**Work instructions:**
1. Reproduce the Telo-Seq info sheet word for word, everything from "The Telomere Sequencing" down to "et al. 2023).".
2. Carry on writing the Telo-Seq info sheet, starting after its last sentence.

**Selected passage:**
● ● ● ● ● ● ●

Telo-Seq - info sheet and recommendations

The Telomere Sequencing (Telo-seq) end-to-end protocol is currently available for MinION and GridION users via registration and for research use only. In this first release, the workflow is not fully supported, but the current version of the protocol is available using this link.


Introduction

Telomeres in health and disease

Telomeres are stretches of repetitive eukaryotic DNA found at the end of each linear chromosome (Schmidt et al. 2024). In humans they consist of repetitive motifs of n(TTAGGG) ending in a single stranded 3’ G-rich overhang (see Figure 1) (Smoom et al. 2023).

Telo seq Know-how V2 Fig 1 Figure 1. The telomeric 3' overhang. In this example the overhang starts with 'TTAGGG'.


Telomere attrition occurs during genome replication as the chromosomes ends cannot be fully replicated end-to-end. The telomeres provide padding as they do not contain genes, do not require complete replication, and may shorten without impacting gene expression. However, this can only occur a finite number of times before the telomere becomes too short for replication, known as ‘the Hayflick limit’, resulting in cellular senescence (Lulkiewicz et al. 2020). Therefore, telomere length may be correlated with cellular aging. Many oncogenic cells avoid senescence by activating telomerase or alternative mechanisms to elongate telomeres. Telomere characterisation through sequencing can improve understanding of their role in health and disease (Schmidt et al. 2024).

● ● ● ● ● ● ●

**Data listing:**

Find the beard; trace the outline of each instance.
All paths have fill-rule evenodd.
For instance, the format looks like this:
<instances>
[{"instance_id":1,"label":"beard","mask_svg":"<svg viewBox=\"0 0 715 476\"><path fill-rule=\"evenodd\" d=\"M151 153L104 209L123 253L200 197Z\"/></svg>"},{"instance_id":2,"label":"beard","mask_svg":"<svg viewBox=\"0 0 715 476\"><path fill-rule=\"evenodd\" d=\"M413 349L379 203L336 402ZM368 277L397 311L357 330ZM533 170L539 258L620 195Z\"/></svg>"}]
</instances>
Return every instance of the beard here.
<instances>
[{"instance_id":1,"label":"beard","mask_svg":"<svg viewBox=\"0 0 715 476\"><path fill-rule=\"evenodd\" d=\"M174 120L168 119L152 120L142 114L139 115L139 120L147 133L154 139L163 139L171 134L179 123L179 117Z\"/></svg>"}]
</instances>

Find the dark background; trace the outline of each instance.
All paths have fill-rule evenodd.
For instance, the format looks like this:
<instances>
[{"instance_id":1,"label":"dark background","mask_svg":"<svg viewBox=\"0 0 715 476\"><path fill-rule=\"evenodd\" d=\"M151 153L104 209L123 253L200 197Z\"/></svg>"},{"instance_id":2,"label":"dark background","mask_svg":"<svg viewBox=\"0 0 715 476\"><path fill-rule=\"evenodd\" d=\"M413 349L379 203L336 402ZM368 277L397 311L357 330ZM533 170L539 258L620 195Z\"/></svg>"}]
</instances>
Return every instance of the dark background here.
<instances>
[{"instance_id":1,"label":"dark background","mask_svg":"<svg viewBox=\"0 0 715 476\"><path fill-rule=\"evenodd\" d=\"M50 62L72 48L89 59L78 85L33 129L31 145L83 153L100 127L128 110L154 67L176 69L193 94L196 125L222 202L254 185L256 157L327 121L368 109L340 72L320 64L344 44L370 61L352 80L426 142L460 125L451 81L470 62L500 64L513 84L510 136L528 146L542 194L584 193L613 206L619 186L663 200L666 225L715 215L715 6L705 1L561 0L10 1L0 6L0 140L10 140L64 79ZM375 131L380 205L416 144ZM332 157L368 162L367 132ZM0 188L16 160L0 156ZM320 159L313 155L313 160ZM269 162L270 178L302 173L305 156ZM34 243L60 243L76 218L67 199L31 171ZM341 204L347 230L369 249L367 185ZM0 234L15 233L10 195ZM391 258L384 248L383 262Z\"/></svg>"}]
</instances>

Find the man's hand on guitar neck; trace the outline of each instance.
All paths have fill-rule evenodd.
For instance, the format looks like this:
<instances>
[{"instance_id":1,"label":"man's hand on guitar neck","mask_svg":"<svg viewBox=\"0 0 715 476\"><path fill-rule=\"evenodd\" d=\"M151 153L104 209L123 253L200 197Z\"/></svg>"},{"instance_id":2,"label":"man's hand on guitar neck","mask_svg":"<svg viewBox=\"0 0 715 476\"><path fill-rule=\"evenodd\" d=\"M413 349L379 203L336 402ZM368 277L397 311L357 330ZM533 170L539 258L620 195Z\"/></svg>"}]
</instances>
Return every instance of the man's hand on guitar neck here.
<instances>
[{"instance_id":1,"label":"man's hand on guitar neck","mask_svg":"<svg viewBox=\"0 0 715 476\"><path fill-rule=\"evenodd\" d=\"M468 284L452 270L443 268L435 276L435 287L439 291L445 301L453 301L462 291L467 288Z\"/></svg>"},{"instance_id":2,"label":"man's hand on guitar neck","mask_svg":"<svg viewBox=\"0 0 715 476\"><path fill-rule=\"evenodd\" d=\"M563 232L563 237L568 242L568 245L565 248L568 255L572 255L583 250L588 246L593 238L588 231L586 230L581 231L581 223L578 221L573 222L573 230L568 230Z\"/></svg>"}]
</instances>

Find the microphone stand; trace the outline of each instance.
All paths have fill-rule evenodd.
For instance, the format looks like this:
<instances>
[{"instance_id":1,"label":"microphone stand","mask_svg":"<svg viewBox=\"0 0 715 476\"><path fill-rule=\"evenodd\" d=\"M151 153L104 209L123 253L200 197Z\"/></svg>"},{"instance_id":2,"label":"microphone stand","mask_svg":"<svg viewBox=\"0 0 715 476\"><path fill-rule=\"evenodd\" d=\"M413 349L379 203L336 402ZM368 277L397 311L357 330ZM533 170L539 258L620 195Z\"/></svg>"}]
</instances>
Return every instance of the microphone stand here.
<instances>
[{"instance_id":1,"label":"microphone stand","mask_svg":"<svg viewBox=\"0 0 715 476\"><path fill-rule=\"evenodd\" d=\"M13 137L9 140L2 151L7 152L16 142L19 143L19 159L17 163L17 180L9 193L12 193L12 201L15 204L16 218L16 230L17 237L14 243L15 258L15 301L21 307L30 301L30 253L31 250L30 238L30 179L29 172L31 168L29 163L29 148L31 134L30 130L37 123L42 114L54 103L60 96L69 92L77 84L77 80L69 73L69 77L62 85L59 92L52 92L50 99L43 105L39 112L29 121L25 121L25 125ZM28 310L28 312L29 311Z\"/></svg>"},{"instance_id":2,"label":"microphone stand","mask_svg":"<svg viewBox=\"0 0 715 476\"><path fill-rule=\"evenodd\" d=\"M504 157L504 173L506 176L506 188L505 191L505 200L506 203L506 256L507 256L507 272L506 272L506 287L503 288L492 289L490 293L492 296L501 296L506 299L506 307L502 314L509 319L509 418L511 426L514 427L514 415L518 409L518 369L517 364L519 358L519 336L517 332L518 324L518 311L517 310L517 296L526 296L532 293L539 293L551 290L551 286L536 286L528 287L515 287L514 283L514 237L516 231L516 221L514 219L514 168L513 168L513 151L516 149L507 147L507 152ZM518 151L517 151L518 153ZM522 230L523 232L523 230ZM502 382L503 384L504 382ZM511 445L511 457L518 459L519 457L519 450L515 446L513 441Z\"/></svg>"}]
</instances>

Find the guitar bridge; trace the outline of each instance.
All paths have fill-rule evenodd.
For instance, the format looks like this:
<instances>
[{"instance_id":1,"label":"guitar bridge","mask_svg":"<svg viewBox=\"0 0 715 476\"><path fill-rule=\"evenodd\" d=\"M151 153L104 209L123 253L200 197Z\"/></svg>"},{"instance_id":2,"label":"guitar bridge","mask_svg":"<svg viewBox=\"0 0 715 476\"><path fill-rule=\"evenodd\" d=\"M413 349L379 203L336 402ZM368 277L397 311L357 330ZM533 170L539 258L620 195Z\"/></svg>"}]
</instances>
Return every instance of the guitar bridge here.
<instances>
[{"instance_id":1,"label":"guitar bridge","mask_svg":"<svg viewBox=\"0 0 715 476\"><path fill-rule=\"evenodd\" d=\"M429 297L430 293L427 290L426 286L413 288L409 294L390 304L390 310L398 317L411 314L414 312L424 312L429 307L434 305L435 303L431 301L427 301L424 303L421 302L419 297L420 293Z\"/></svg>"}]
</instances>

● ● ● ● ● ● ●

**Solved tasks:**
1.
The Telomere Sequencing (Telo-seq) end-to-end protocol is currently available for MinION and GridION users via registration and for research use only. In this first release, the workflow is not fully supported, but the current version of the protocol is available using this link.


Introduction

Telomeres in health and disease

Telomeres are stretches of repetitive eukaryotic DNA found at the end of each linear chromosome (Schmidt et al. 2024). In humans they consist of repetitive motifs of n(TTAGGG) ending in a single stranded 3’ G-rich overhang (see Figure 1) (Smoom et al. 2023).

2.
In humans there are 22 pairs of autosomal chromosomes, along with a pair of sex chromosomes XX or XY, making up 23 chromosome pairs. Both maternal and paternal chromosomes have telomeres on the P and Q arms (see Figure 2), for a total of 92 individual telomere arms.

Telo seq Know-how V2 Fig 2 Figure 2. Inheritance of parental chromosomes and their contribution to individual telomere arms.


Telo-Seq overview

Telo-Seq aims to measure telomere length accurately and assign each telomere to a chromosome arm. Telo-Seq uses the telomeric 3’ overhang to ligate custom ‘Telo-Adapters’ onto the end of each chromosome arm (see Figure 3). The DNA is then subjected to restriction digestion and subsequent 3’ dA-tailing. The restriction enzyme digests most of the chromosome, leaving the telomere and sub-telomere intact. A complementary splint is then annealed to the Telo-Adapter to create a cohesive end compatible with the sequencing adapter which is subsequently ligated.

Telo-seq workflow v0.4 LH edit Figure 3. Overview of the Telo-Seq library preparation.


Telo-Seq is currently in registration-based early-access, please register here to gain access to the Telo-Seq protocol and analysis pipeline.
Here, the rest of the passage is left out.